- THE TASK
In the comment thread below, what does "Tôi Là Một Con Lừa" mean in Vietnamese? Please answer in a few words.

- PASSAGE
I can almost agree with you - I'm more on the former side myself. I only work enough to afford food, shelter and some surplus for studying. But I don't see the problem with somebody with more business acumen using the journey to get somewhere. You can both enjoy the hunt and the barbecue. You don't have to pick one.
Congrats on launching though, this is an amazing achievement and the dedication/skill set will take you far.
I wish you all the best with your initiative!
Turns out I misread the Unicode, and it is actually "Tôi Là Một Con Lừa", which is Vietnamese for "I am a donkey", which probably makes it suitable reading material for yours truly.
https://vocal.media/families/this-is-not-your-way-story
(and unlimited may generate for you too high costs ;))
Otherwise seems nice, will test, good luck!
How are you analyzing and marking up the notes? Assuming it is with a partner/third-party AI, isn't this sharing my data with (for example) OpenAI?
Haven't used it but that's pretty cool!! This is something I struggle with as many of my topics don't have free/cheap practice tests.
This sounds kind of fake, like a character playing a customer saying good things about your product.
Only God knows how much I needed better grammar when I was 16. Tbh I still do.. LoL
They make their money from fooling others. Stick to educational channels. Learn to code. Learn a valuable skill you can take pride in. Mark lou and the like will at best teach you to grift, and learning to grift is not the way to a good life. You clearly have a knack for tech, but know if it's easy, then something is almost surely wrong. Anything that would be easy to exploit becomes incredibly competitive, making it hard. There are no easy wins in life, beyond those you were born to.
The user has no background, and I couldn't find any info on the creator itself.
https://llrnghrthzeonfuakaew.supabase.co/auth/v1/verify?toke...
Hahahaha, I can't believe I found the meme in the wild!
If you are, keep going - you will smash it :)
It's a serious question. Is the focus studying fast for tests (quoted from OP)? Or running a business? If the real goal were studying, the app could be banged out quickly and you could get back to studying. The business is a time sink - which at this stage OP would have presumably discovered - he's already out here spending time promoting it.
Because VC money doesn't invest in apps, and it's trendy.
From my point of view, for this not to be a scam: 1 - there should first be a video presentation of the program's operation with all functions, not a website with a bunch of promises and a PAY button 2 - You should definitely write your FIRST startup without any AI generation at all!
Kudos, William, for putting this app together. Keep a thick skin when reading and acting on the comments and you’ll have a sweet project on your hands
The first thing I learn about this app on the landing page - is that it's going to be a business and what it's pricing plans are.
This is before me being SOLD on the damn thing to begin with.
So the order the app introduces itself is:
1. Pricing (it's a SAAS)
2. Asks to create an account.
3. The user here closes the tab somewhere here, unless they apriori know they want whatever it is you're offering. Or they have been sold this from word of mouth.
The order it should be in:
1. Oh, wow, this is cool. I like this, this is exactly what I need. So lets create an account to save the things I've already created here while playing around.
2. As you create account, introduce user to pricing plans and extras you get from a paid account.
I'd say the hardest bit about running a business is not running the business. It's everything else - admin, figuring out what you actually want to do, reaching customers, retaining customers etc.
But also that's the bit you have lots of time to figure out. Focus on the bits you enjoy and try to learn as much as you can (unless you are really desperate for cash out of this, in which case focus on all that!). You can figure out the boring bits later.

[Data excerpts]
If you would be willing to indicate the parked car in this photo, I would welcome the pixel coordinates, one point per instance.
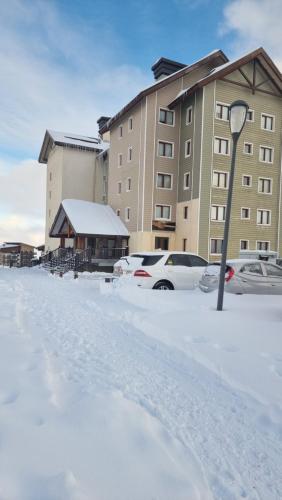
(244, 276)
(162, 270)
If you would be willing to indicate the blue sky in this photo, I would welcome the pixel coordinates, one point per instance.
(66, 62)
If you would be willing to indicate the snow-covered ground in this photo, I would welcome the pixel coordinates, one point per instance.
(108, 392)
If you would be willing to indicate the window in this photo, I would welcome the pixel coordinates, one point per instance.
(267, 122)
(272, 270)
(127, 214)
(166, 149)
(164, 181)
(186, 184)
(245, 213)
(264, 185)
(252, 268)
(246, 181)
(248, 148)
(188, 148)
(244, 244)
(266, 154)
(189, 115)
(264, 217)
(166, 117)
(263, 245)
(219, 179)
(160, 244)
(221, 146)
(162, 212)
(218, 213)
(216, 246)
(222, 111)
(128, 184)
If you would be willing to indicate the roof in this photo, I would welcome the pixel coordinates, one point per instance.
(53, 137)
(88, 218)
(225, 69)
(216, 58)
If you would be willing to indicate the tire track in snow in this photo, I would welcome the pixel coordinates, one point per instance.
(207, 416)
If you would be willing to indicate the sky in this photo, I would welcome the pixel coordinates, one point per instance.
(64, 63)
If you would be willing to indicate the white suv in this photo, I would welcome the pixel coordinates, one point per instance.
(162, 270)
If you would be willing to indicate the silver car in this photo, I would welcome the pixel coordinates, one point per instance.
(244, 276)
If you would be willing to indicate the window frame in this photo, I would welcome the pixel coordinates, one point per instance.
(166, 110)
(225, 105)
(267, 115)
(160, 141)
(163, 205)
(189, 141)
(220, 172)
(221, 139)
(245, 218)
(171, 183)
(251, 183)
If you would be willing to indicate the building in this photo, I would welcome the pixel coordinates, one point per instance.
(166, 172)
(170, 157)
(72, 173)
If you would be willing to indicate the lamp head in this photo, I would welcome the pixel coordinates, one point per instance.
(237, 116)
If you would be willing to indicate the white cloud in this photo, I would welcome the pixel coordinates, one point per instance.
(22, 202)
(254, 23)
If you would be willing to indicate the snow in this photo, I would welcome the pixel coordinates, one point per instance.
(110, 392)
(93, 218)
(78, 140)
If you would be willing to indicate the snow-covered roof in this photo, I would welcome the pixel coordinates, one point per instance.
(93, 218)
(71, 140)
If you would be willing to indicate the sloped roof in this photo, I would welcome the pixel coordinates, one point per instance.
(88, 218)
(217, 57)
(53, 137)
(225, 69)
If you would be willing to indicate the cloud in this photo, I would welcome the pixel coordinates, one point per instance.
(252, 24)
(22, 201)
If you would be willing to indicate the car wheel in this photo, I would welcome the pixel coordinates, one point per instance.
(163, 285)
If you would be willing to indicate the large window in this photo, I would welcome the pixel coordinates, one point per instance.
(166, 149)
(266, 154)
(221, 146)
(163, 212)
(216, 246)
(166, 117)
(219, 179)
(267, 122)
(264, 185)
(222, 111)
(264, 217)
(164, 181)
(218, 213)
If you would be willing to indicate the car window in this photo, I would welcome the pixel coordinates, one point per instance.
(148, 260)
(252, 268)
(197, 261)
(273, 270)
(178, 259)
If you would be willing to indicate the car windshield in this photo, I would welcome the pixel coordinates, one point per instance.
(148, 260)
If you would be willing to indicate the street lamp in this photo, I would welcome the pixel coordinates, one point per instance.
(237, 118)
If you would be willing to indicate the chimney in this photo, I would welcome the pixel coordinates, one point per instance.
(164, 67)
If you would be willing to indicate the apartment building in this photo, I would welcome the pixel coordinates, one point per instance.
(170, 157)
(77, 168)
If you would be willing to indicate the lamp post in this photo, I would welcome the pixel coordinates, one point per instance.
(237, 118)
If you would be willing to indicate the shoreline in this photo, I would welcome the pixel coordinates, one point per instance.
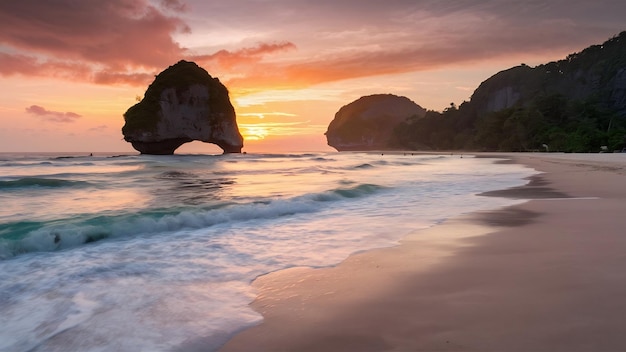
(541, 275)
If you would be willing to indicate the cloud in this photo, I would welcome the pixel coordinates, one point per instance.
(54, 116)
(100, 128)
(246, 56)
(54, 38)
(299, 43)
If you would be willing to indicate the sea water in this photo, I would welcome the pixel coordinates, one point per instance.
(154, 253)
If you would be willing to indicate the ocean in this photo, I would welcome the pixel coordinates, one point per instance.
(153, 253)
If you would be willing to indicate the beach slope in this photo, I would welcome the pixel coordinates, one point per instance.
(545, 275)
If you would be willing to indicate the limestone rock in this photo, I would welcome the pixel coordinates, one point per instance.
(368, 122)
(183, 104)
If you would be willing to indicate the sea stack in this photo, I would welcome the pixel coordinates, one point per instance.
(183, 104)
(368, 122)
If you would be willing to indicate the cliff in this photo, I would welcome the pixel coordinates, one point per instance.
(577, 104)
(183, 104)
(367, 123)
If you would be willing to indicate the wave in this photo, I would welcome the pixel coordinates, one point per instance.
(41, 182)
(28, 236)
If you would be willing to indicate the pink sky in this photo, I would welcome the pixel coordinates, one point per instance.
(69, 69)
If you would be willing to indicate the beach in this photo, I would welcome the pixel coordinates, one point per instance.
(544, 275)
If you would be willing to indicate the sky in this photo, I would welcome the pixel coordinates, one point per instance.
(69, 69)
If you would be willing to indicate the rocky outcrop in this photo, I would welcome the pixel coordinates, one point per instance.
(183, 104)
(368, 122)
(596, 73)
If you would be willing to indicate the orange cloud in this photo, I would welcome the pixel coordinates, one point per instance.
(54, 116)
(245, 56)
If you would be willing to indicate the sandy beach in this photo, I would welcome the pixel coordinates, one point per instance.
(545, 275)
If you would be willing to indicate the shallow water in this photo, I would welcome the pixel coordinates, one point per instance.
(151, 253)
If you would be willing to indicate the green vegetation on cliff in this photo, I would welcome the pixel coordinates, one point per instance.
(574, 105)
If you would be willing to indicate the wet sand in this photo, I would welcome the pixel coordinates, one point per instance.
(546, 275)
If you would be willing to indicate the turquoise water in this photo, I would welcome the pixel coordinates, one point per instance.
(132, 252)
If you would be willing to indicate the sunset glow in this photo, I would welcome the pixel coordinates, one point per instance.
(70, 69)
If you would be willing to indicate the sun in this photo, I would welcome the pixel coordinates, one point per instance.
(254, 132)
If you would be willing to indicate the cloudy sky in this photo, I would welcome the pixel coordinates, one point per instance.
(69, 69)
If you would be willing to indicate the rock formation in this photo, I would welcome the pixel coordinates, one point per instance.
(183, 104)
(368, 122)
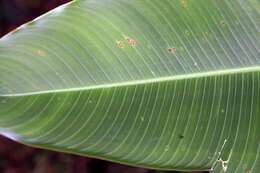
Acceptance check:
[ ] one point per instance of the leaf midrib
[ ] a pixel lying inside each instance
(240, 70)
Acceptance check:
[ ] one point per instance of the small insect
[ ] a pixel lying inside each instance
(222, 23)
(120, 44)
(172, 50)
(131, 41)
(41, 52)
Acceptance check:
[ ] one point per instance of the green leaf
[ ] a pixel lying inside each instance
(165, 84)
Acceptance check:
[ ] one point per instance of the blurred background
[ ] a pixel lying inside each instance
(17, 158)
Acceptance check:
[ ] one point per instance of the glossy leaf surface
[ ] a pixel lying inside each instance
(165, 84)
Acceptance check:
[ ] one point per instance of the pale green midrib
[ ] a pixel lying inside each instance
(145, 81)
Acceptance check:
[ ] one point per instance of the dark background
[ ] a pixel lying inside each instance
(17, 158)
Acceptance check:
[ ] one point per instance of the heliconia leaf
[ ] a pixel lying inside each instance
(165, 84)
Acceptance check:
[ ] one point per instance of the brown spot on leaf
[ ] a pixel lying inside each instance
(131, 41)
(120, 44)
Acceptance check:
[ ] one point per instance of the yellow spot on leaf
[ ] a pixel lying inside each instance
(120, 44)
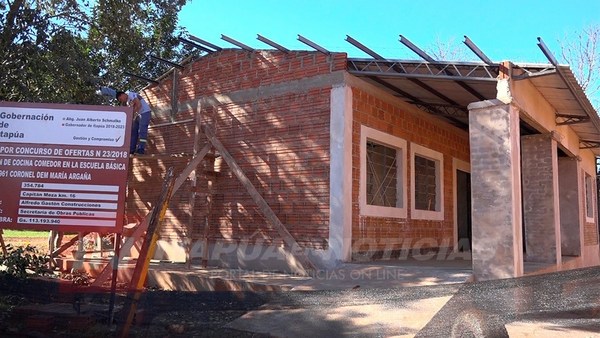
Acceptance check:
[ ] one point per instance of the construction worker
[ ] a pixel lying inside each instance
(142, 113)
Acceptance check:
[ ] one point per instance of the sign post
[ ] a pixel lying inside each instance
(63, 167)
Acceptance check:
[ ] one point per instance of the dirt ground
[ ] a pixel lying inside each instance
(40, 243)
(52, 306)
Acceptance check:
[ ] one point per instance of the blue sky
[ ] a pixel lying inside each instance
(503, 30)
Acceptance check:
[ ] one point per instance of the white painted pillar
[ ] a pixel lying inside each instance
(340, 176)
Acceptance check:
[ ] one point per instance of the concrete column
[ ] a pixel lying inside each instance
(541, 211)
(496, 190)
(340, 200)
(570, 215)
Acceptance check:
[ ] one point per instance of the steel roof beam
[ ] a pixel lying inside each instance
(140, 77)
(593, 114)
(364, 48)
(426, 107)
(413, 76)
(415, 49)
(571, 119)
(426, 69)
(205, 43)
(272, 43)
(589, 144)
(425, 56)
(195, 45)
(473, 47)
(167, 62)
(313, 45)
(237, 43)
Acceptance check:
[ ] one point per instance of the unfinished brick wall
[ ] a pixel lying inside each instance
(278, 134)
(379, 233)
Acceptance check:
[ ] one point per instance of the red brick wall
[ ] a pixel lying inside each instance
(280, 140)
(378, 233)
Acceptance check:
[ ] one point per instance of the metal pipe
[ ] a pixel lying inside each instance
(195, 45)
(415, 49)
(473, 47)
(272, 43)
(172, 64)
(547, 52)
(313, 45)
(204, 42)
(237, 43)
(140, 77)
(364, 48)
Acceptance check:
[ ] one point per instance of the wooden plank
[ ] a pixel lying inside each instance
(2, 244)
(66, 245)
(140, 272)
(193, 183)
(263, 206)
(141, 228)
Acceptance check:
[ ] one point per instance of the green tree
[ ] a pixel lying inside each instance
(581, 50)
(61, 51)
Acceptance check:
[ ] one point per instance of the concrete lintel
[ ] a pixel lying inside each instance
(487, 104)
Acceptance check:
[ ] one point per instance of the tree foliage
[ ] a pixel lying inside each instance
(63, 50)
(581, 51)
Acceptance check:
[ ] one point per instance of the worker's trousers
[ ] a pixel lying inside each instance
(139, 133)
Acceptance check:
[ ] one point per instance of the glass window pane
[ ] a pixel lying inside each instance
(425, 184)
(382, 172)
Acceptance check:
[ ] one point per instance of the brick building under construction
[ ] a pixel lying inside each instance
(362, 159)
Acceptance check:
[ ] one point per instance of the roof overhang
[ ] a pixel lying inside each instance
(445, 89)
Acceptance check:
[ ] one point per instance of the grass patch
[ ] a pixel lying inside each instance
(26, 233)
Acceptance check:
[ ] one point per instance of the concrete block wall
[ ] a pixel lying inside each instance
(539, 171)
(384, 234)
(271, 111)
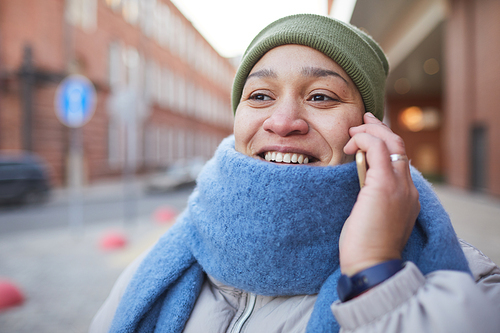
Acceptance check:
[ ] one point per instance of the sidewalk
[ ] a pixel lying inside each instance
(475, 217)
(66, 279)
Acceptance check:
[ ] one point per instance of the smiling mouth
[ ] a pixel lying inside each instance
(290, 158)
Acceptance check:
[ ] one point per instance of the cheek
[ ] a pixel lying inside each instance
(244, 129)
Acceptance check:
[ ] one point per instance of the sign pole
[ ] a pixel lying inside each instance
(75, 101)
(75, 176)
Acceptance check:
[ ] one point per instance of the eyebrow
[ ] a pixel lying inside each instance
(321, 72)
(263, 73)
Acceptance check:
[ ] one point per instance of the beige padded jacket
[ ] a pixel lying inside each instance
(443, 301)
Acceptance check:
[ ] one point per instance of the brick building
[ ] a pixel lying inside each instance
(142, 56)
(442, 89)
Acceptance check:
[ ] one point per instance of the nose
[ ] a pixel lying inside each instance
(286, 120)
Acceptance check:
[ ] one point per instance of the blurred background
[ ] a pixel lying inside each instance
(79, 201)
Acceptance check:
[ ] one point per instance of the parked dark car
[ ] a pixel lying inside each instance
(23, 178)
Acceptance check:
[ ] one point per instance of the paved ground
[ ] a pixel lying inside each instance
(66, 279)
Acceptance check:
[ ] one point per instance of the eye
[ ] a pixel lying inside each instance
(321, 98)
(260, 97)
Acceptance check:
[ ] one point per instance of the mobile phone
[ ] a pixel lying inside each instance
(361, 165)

- EXERCISE RESPONSE
"I am a donkey"